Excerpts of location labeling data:
========

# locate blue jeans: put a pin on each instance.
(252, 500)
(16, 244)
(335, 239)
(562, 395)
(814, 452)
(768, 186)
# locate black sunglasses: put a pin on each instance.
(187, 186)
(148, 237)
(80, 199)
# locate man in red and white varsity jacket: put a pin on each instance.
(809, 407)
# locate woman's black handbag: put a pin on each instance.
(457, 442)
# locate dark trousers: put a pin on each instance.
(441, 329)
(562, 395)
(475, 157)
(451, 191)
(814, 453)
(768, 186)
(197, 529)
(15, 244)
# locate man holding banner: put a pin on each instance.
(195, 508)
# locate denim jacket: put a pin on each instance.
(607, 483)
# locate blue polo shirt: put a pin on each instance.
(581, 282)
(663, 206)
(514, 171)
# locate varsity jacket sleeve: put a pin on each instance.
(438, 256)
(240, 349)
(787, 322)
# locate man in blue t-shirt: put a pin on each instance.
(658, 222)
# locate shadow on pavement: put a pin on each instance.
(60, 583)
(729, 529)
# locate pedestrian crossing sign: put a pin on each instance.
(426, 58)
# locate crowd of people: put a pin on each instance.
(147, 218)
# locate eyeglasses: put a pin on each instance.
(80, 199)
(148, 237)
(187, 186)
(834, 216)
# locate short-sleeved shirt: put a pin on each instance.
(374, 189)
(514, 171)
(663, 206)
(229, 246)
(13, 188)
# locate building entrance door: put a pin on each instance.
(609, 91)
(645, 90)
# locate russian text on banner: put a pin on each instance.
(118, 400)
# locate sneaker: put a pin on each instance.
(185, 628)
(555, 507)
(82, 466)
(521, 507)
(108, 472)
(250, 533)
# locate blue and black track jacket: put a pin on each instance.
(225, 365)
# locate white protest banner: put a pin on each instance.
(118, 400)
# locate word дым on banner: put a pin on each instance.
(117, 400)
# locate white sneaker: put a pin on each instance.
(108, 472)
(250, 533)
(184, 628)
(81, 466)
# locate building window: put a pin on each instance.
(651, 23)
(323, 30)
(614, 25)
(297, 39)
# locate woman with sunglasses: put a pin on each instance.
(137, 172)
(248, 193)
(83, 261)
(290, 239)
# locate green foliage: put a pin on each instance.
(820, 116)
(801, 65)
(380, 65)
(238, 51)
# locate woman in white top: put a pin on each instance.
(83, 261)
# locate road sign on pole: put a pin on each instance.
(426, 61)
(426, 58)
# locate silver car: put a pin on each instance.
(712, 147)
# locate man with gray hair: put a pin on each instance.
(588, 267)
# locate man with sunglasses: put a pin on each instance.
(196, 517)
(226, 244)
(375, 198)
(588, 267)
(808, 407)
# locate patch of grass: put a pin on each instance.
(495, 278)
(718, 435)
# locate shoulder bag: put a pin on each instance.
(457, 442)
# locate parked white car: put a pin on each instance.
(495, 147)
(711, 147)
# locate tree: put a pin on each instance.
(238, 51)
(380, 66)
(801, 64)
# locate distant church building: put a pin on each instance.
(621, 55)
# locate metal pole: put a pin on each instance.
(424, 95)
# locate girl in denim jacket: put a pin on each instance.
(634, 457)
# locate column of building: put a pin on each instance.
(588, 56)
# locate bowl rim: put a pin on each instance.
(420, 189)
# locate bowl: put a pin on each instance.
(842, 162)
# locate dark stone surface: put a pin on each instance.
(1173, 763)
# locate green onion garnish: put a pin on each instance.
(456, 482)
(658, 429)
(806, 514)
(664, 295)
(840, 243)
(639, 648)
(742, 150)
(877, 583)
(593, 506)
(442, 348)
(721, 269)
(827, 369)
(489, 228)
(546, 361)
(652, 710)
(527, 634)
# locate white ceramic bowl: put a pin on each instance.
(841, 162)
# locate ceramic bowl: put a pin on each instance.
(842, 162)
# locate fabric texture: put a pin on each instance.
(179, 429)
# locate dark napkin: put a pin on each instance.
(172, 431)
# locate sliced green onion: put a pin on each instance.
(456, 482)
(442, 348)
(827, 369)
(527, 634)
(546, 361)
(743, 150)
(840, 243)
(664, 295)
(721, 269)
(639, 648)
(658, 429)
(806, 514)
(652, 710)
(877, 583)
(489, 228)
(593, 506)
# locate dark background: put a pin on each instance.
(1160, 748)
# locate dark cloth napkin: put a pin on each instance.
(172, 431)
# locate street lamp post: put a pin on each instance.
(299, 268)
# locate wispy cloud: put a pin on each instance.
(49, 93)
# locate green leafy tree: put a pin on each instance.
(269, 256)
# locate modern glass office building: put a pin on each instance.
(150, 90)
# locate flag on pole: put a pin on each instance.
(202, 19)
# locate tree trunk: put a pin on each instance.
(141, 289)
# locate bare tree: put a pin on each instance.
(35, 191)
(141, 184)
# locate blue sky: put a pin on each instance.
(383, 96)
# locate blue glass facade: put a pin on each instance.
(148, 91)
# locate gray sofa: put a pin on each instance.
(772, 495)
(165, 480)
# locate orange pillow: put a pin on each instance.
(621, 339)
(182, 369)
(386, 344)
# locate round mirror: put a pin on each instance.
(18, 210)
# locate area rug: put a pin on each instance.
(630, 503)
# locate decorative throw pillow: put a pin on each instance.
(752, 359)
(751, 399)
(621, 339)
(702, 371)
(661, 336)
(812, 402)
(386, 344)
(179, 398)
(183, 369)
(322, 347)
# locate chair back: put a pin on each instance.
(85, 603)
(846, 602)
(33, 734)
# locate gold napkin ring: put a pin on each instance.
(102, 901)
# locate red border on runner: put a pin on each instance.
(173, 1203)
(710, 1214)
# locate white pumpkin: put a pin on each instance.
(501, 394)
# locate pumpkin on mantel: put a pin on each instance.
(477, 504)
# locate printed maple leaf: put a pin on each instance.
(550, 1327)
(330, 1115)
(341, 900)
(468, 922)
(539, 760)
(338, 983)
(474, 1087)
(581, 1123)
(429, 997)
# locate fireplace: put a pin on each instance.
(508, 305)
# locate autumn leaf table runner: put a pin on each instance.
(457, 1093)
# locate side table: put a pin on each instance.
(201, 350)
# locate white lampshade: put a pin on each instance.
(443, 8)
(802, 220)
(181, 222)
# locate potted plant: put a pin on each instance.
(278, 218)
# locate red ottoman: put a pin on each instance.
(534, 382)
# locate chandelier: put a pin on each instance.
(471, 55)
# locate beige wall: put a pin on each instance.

========

**Your task:** Write the lines out exactly, from the one with "# locate printed" down to the last line of the listing, and leave out all others.

**Finished task:**
# locate printed maple leaf: put a pin on each instance.
(550, 1327)
(330, 1115)
(341, 900)
(468, 922)
(539, 760)
(338, 983)
(474, 1087)
(581, 1123)
(429, 997)
# locate fireplace: put a pin on each instance.
(508, 305)
# locate autumn leaf table runner: put a pin on each instance.
(457, 1093)
# locate side table: put a pin on each instance.
(201, 350)
# locate white lampshade: put a pin on each instance.
(443, 8)
(802, 220)
(181, 222)
# locate potted plant: put a pin on each instance.
(278, 218)
# locate red ottoman: put a pin on each instance.
(534, 382)
# locate chandelier: put a pin on each instance.
(471, 55)
# locate beige wall: put a pin on each instance.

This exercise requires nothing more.